[Data entries]
- - - - - - -
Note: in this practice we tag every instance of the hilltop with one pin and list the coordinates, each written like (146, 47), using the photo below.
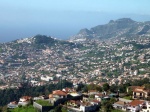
(124, 27)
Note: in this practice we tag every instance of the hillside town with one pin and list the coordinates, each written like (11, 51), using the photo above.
(90, 101)
(114, 62)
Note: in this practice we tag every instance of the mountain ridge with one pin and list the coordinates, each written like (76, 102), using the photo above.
(124, 27)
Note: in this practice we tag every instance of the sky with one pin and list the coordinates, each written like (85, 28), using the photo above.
(64, 18)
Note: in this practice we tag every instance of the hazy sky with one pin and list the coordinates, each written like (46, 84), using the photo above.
(63, 18)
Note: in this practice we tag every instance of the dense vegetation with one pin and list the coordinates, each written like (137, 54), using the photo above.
(9, 95)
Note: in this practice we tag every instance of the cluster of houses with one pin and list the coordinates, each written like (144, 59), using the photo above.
(91, 101)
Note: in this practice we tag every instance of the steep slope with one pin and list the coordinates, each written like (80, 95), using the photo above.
(124, 27)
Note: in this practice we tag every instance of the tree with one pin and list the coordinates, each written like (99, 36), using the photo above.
(106, 87)
(107, 106)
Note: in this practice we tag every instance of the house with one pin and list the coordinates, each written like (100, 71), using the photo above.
(13, 104)
(120, 105)
(140, 93)
(58, 94)
(24, 100)
(68, 90)
(74, 103)
(135, 105)
(88, 106)
(146, 108)
(99, 96)
(93, 92)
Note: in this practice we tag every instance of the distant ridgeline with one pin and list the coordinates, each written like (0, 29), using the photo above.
(124, 27)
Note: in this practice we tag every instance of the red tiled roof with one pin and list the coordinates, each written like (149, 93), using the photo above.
(136, 102)
(59, 92)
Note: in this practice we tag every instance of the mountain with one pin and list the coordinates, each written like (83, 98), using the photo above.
(124, 27)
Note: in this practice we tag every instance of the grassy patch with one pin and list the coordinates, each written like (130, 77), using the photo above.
(127, 97)
(24, 109)
(43, 103)
(116, 110)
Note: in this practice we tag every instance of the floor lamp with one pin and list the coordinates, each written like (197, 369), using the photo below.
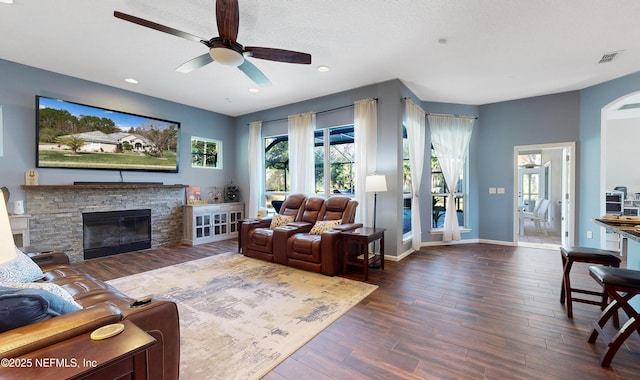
(375, 183)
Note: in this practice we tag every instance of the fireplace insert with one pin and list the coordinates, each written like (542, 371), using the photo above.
(113, 232)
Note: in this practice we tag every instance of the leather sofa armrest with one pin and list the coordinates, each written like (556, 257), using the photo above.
(332, 255)
(301, 226)
(159, 318)
(347, 227)
(25, 339)
(249, 225)
(280, 237)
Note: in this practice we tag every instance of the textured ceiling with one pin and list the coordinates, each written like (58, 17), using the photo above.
(493, 50)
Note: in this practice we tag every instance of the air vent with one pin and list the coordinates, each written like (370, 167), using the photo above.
(608, 57)
(629, 106)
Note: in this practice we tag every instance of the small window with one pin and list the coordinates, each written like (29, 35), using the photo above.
(206, 153)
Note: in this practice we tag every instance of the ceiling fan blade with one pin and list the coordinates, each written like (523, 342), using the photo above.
(227, 18)
(195, 63)
(156, 26)
(254, 74)
(279, 55)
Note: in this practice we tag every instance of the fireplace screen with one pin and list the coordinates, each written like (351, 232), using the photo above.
(112, 232)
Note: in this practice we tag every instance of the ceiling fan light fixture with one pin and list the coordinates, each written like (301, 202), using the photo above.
(226, 56)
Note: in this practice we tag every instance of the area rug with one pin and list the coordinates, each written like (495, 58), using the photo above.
(240, 317)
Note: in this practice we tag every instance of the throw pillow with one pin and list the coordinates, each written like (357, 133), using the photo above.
(324, 226)
(45, 286)
(20, 307)
(20, 269)
(280, 220)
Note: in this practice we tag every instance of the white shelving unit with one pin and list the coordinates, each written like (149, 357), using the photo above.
(211, 222)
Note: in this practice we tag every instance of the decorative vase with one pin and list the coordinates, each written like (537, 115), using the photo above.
(18, 207)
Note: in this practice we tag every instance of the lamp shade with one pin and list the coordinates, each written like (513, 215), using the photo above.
(376, 183)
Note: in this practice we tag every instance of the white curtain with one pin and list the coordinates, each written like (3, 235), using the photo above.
(450, 139)
(301, 158)
(365, 131)
(256, 169)
(416, 137)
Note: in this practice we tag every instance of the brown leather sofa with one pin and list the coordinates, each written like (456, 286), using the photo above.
(256, 238)
(293, 245)
(323, 253)
(102, 305)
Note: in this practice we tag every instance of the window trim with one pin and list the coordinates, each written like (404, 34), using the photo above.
(218, 148)
(464, 195)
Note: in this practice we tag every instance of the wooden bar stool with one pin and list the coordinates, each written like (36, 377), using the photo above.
(620, 285)
(571, 255)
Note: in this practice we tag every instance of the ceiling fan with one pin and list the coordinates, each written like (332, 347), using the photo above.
(224, 48)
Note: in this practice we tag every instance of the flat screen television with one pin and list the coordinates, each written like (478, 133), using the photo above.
(78, 136)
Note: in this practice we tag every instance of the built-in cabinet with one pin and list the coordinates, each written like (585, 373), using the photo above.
(211, 222)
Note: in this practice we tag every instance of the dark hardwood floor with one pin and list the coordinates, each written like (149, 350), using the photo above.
(473, 311)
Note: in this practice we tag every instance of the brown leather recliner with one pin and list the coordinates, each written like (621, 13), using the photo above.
(256, 238)
(323, 253)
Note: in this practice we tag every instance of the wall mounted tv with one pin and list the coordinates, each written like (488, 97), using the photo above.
(77, 136)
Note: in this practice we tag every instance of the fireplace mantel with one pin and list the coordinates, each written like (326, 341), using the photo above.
(56, 211)
(104, 185)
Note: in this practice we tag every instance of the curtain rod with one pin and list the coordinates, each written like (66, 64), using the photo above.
(450, 115)
(446, 114)
(324, 111)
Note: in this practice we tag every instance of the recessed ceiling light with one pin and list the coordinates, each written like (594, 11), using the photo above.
(608, 57)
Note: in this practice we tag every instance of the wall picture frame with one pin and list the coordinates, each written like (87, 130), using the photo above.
(206, 153)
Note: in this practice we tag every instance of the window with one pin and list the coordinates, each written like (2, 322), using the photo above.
(335, 161)
(276, 164)
(206, 153)
(440, 193)
(334, 151)
(530, 179)
(407, 193)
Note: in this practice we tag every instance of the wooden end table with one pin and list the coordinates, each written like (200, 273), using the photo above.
(361, 237)
(121, 356)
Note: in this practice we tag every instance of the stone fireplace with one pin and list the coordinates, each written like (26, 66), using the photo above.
(56, 213)
(108, 233)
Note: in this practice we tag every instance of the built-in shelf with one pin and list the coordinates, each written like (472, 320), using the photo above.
(104, 185)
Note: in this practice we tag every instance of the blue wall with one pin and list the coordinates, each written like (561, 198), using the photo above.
(539, 120)
(564, 117)
(20, 84)
(592, 100)
(389, 95)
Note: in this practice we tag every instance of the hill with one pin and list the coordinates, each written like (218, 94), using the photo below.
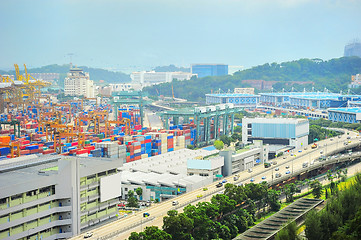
(334, 74)
(171, 68)
(96, 74)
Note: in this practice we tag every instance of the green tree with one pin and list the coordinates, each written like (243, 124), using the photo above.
(151, 233)
(218, 144)
(317, 188)
(139, 192)
(180, 226)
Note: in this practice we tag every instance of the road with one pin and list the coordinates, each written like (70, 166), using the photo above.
(284, 163)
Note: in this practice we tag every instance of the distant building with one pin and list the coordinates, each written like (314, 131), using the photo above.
(152, 77)
(77, 83)
(347, 115)
(205, 70)
(353, 49)
(245, 158)
(235, 98)
(277, 132)
(355, 81)
(244, 90)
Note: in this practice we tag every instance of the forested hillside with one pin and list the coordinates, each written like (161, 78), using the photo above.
(334, 74)
(96, 74)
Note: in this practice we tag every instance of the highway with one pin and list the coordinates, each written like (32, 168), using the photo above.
(284, 163)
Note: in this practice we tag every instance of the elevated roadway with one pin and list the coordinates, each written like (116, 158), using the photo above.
(293, 162)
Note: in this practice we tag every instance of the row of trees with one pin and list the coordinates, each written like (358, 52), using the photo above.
(224, 217)
(341, 217)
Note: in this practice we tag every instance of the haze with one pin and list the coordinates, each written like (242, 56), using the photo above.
(141, 34)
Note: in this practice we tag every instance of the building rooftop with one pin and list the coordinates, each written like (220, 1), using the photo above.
(231, 95)
(346, 110)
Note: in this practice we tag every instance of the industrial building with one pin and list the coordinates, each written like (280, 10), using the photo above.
(152, 77)
(246, 158)
(348, 115)
(237, 99)
(77, 83)
(277, 132)
(205, 70)
(163, 176)
(307, 100)
(55, 196)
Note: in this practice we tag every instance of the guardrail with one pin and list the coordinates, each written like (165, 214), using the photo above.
(115, 233)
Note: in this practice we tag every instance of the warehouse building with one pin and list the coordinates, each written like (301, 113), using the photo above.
(246, 158)
(235, 98)
(348, 115)
(277, 132)
(307, 100)
(56, 197)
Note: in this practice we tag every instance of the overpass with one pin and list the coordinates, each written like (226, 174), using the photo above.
(121, 228)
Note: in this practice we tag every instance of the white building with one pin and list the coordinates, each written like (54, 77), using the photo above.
(205, 167)
(77, 83)
(277, 132)
(246, 158)
(152, 77)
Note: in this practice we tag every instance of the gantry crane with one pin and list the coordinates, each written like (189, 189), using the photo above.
(124, 121)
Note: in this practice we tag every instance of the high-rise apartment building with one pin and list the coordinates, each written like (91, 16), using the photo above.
(204, 70)
(77, 83)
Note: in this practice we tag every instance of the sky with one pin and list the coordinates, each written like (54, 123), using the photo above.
(142, 34)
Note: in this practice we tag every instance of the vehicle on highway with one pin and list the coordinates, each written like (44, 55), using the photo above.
(88, 235)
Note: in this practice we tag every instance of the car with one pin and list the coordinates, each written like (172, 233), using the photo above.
(88, 235)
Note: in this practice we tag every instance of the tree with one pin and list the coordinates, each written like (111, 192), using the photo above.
(218, 144)
(151, 233)
(180, 226)
(225, 139)
(132, 201)
(316, 188)
(313, 226)
(139, 192)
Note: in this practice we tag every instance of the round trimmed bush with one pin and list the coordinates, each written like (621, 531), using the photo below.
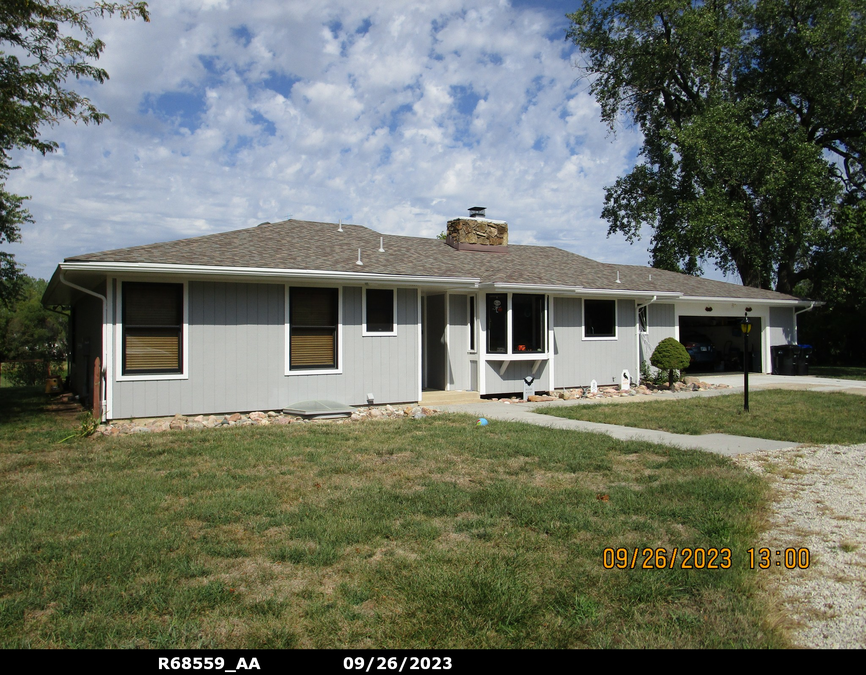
(670, 355)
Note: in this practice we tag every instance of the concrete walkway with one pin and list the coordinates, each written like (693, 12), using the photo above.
(723, 444)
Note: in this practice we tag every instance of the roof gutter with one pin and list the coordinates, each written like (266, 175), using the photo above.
(763, 301)
(266, 272)
(102, 397)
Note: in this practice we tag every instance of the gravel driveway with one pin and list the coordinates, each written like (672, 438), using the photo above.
(820, 504)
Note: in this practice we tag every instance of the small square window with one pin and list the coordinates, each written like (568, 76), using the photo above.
(379, 312)
(599, 318)
(152, 329)
(313, 328)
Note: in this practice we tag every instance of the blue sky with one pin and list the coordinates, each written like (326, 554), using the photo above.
(392, 115)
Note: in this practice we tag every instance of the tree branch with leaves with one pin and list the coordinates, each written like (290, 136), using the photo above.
(43, 45)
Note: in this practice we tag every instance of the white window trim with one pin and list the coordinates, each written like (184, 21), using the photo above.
(288, 333)
(607, 338)
(511, 355)
(364, 331)
(645, 310)
(119, 376)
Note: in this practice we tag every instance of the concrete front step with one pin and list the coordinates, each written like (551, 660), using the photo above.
(434, 398)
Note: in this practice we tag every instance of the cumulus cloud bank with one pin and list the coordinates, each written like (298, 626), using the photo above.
(395, 116)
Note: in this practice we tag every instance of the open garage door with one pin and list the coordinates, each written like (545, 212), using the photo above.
(715, 343)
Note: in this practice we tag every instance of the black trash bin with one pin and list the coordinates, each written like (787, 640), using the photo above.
(784, 359)
(805, 357)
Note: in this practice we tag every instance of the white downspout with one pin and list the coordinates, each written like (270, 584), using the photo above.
(796, 328)
(103, 399)
(637, 326)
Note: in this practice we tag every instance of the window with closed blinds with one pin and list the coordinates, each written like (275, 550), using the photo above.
(313, 323)
(152, 328)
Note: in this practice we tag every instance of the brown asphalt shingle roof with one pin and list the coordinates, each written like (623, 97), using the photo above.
(305, 245)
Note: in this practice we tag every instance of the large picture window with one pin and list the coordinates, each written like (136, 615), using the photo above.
(497, 323)
(599, 318)
(152, 328)
(528, 323)
(379, 312)
(313, 328)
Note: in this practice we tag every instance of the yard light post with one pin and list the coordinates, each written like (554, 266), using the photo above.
(746, 327)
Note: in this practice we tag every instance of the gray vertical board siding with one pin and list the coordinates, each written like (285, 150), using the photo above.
(237, 357)
(512, 380)
(782, 326)
(662, 323)
(580, 361)
(458, 344)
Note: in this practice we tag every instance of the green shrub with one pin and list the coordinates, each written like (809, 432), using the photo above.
(670, 355)
(653, 376)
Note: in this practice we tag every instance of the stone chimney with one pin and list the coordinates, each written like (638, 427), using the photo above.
(477, 233)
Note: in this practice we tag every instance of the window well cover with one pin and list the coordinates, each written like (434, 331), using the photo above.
(319, 408)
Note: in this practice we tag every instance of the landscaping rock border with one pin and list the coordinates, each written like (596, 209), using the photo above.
(256, 418)
(612, 391)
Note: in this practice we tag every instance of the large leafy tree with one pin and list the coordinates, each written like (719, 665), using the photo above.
(754, 125)
(43, 44)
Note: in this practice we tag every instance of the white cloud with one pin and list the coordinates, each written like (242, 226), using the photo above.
(225, 114)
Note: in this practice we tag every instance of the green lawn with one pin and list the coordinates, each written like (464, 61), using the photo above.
(842, 372)
(401, 534)
(802, 416)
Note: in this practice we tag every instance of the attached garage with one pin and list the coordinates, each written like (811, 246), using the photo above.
(715, 343)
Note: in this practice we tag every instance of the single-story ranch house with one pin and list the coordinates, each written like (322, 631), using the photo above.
(261, 318)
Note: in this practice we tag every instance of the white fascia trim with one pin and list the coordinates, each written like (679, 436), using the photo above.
(265, 272)
(743, 301)
(628, 295)
(530, 288)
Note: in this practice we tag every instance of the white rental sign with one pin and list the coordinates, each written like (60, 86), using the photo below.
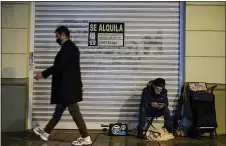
(106, 34)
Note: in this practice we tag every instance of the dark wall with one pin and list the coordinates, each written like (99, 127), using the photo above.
(13, 105)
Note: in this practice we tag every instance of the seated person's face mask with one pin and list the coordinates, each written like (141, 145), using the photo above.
(157, 89)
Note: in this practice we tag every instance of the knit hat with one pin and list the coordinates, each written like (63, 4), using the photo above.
(159, 82)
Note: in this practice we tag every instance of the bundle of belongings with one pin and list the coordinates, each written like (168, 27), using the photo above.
(196, 112)
(157, 133)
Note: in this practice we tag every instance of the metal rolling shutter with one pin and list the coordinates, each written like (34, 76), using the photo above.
(113, 77)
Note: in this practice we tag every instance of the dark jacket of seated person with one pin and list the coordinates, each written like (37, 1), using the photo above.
(154, 103)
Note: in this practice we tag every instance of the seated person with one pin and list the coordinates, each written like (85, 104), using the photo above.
(154, 103)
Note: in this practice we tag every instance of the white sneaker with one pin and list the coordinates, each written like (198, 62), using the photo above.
(39, 131)
(83, 141)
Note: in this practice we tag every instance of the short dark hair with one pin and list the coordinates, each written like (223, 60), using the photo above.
(63, 29)
(160, 82)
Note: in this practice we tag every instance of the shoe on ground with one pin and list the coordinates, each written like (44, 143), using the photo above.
(82, 141)
(39, 131)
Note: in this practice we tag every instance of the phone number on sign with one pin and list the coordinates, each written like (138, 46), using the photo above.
(111, 43)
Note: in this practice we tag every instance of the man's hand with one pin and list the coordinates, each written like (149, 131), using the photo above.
(154, 104)
(38, 76)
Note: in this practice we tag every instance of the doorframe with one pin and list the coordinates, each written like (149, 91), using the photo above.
(182, 19)
(31, 64)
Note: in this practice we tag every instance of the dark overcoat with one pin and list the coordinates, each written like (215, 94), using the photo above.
(66, 75)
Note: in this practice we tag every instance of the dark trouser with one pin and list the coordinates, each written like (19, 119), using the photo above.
(153, 112)
(76, 115)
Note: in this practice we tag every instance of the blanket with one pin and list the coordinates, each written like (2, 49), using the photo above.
(158, 134)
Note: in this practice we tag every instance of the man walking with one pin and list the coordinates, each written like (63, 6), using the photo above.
(66, 87)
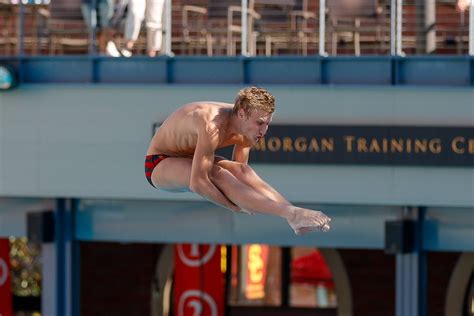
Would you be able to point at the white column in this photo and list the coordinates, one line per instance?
(244, 35)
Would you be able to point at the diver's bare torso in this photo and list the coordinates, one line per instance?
(177, 136)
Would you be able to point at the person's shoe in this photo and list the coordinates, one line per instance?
(111, 49)
(125, 52)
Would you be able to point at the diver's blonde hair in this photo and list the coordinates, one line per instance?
(254, 98)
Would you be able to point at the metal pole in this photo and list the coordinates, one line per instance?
(471, 28)
(244, 35)
(322, 27)
(393, 27)
(21, 31)
(168, 17)
(399, 27)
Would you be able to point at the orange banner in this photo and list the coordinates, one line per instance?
(198, 281)
(5, 285)
(257, 259)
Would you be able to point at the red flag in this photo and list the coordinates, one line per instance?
(5, 285)
(198, 281)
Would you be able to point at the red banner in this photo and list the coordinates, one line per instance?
(5, 286)
(198, 281)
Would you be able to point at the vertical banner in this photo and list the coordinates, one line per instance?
(5, 283)
(198, 281)
(257, 259)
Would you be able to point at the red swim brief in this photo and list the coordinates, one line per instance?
(151, 161)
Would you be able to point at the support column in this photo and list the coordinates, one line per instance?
(60, 257)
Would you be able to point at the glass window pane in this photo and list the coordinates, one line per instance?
(255, 275)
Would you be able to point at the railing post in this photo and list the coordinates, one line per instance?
(471, 28)
(244, 35)
(168, 30)
(399, 27)
(322, 27)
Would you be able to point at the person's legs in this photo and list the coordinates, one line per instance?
(154, 25)
(173, 174)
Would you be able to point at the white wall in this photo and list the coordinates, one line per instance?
(90, 141)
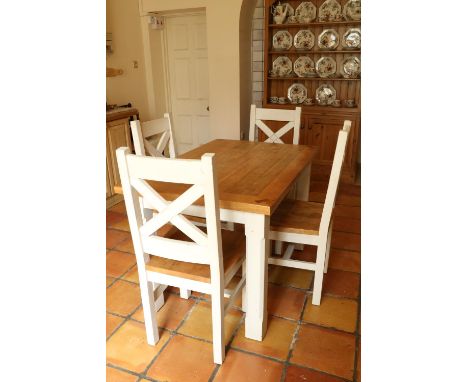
- - - - - - -
# Directions for this task
In the records from the line holding "Would you be able to point at the person's legs" through the end of the records, inclusive, replace "photo" with "image" and change nothing else. Give only those lines, without the pictures.

# Problem solution
Would you be able to point at the person's legs in this image and list the coordinates, one line per instance?
(154, 25)
(173, 174)
Would you be able to point at the white wall in this image and list the coordinates, one line per instance?
(90, 141)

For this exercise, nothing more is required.